REQUIRED WORK: Restate all of the data exactly.

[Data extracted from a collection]

——————

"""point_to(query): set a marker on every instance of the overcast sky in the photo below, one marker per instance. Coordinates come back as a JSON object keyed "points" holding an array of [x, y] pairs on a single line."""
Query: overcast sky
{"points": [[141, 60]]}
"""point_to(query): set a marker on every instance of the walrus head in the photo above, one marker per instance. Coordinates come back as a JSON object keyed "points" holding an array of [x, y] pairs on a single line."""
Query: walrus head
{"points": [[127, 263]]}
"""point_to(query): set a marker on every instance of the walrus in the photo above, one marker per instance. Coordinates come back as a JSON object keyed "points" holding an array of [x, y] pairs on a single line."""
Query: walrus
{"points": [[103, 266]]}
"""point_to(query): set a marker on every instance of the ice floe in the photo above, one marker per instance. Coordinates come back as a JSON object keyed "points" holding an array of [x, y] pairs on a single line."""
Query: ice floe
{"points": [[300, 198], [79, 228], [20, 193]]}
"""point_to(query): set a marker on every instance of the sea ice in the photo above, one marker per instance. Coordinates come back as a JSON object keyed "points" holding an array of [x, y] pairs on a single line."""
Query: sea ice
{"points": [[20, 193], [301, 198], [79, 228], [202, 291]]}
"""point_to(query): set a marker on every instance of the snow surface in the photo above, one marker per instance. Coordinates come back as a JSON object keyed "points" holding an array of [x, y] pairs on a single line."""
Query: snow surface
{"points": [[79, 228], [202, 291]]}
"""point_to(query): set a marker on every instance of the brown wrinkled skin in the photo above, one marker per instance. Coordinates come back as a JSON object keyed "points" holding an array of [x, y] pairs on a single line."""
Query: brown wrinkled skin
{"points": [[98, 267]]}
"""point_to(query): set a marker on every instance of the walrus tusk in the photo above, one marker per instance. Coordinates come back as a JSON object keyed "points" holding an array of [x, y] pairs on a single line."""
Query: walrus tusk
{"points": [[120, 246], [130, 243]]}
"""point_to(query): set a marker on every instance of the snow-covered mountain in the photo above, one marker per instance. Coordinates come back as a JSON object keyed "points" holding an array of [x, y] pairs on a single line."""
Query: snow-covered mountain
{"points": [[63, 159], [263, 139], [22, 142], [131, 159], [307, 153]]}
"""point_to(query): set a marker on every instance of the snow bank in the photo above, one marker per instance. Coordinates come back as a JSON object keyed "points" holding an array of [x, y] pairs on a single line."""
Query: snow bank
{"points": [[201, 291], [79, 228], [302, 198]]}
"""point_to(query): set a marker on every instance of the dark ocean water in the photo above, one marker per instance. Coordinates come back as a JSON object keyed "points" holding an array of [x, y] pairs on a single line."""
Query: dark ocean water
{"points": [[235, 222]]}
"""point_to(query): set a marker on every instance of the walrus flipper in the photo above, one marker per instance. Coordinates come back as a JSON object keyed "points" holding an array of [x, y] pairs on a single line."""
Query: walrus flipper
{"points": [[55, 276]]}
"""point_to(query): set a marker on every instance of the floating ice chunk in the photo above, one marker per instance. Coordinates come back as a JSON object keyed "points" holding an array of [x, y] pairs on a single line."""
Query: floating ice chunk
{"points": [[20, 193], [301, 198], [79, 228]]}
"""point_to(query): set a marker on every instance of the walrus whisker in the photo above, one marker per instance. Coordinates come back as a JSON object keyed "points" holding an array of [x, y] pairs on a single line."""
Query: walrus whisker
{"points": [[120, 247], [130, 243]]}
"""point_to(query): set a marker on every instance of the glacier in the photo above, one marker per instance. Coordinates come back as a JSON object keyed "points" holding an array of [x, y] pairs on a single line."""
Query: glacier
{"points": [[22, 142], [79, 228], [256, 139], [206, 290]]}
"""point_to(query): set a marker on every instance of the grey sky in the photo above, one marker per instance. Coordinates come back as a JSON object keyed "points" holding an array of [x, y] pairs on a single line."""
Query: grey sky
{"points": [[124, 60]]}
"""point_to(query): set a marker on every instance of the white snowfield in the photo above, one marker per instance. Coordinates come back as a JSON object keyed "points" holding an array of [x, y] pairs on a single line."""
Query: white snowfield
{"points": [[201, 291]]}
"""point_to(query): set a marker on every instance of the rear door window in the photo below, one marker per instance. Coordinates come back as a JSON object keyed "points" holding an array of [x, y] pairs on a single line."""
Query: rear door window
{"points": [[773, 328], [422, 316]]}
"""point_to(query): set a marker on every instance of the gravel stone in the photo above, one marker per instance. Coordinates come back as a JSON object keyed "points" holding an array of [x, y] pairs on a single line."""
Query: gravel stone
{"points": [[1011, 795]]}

——————

RESPONSE BELOW:
"""point_to(query): set a marker on every instance of the overcast sky in the photo below, one marker per instance. Coordinates come back as a JSON object keyed "points" holding an array of [x, y] pairs on a single line."""
Query: overcast sky
{"points": [[141, 60]]}
"""point_to(query): set a marker on every instance of the walrus head in the photo above, one marker per instance. Coordinates come back as a JSON object keyed "points" holding an array of [x, y] pairs on a single line."""
Query: walrus head
{"points": [[127, 263]]}
"""point_to(query): set a marker on every instance of the walrus in the photo above, one marker per instance. Coordinates come back as a JSON object keyed "points" holding an array of [x, y] pairs on a single line."""
Query: walrus
{"points": [[103, 266]]}
"""point_to(query): set a marker on every instance of the ice floe in the photo above, one marker per instance. Coordinates come back as a JSON object keyed "points" holding an array of [x, y] pairs on a single line."""
Query: ice floe
{"points": [[300, 198], [79, 228], [20, 193]]}
"""point_to(query): set a marker on every instance of the sea ice in the photo above, one marker per instance. Coordinates come back as a JSON object keyed "points" holding an array of [x, y] pairs on a single line."""
Query: sea ice
{"points": [[20, 193], [301, 198], [79, 228], [202, 291]]}
"""point_to(query): set a marker on every instance of the snow surface in the photo above, one marker per instance. Coordinates come back as a JSON object keyed "points" holding an array of [x, y] pairs on a single line."""
Query: snow surface
{"points": [[79, 228], [202, 291]]}
"""point_to(query): set a marker on every instance of the brown wrinkled skin in the photo above, one marker per instance. Coordinates come back as a JSON object keyed "points" holding an array of [x, y] pairs on a single line."""
Query: brown wrinkled skin
{"points": [[98, 267]]}
"""point_to(query): set a marker on every instance of the walrus tusk in the photo above, one marker per instance. Coordinates come back as a JSON object keyed "points" holding an array of [x, y] pairs on a single line."""
Query: walrus tusk
{"points": [[120, 246], [130, 243]]}
"""point_to(query): set a marker on every instance of the snow-covered mountain in the photo above, one marker per instance. Coordinates come back as a JSON object keyed "points" holding an array of [x, y] pairs on a single line."""
Query: snow-covered mountain
{"points": [[63, 159], [263, 139], [22, 142], [131, 159], [307, 153]]}
"""point_to(query): set a marker on every instance of the snow bank in the photo above, one marker per instance. Coordinates come back as a JSON object keyed "points" holding an array of [x, y] pairs on a single line."""
Query: snow bank
{"points": [[201, 291], [79, 228], [302, 198]]}
"""point_to(query): set a marker on every instance of the dark ocean water in the photo above, one marker per instance. Coordinates come back as a JSON object keyed "points" holding an array of [x, y] pairs on a single line."""
Query: dark ocean water
{"points": [[235, 222]]}
"""point_to(query): set a marker on every instance of the walrus flipper in the photo above, one marker per instance. Coordinates come back as a JSON object keyed "points" holding an array of [x, y] pairs on a single line."""
Query: walrus flipper
{"points": [[55, 276]]}
"""point_to(query): set a marker on every instance of the floating ice chunk in the photo above, one marker per instance. Coordinates come back as a JSON object keyed "points" holding an array of [x, y] pairs on a single line."""
Query: floating ice chunk
{"points": [[20, 193], [301, 198], [79, 228]]}
"""point_to(query): set a marker on every instance of the walrus whisker in the photo above, one marker per instance. Coordinates come back as a JSON object keyed "points" holding an array of [x, y] pairs on a single line."""
Query: walrus whisker
{"points": [[120, 247], [130, 243]]}
"""point_to(query): set a marker on every instance of the glacier in the photo above, one marker per instance. Coordinates come back as a JSON object keyed "points" holding an array of [x, y] pairs on a single line."""
Query: glacier
{"points": [[22, 142], [79, 228], [256, 139], [206, 290]]}
"""point_to(query): set a marker on every instance of the grey sky in the photo above, one marker per instance. Coordinates come back as a JSON object keyed "points" holding an array of [x, y] pairs on a single line."""
Query: grey sky
{"points": [[124, 60]]}
"""point_to(query): set a marker on every instance of the white snowfield in the photo above, one marker per instance. Coordinates come back as a JSON object keyed "points" holding an array of [x, y] pairs on a single line."""
Query: white snowfield
{"points": [[201, 291]]}
"""point_to(query): set a marker on every instance of the rear door window in the photo below, one marker per instance. Coordinates come back as a JSON object keyed "points" holding an array of [x, y] pairs on a single line."""
Query: rear door window
{"points": [[773, 328], [422, 316]]}
"""point_to(query): set a marker on every instance of the gravel stone in the photo above, one marker per instance. Coordinates come back as a JSON object keyed "points" holding an array of [x, y] pairs on a single line."""
Query: gravel stone
{"points": [[1011, 795]]}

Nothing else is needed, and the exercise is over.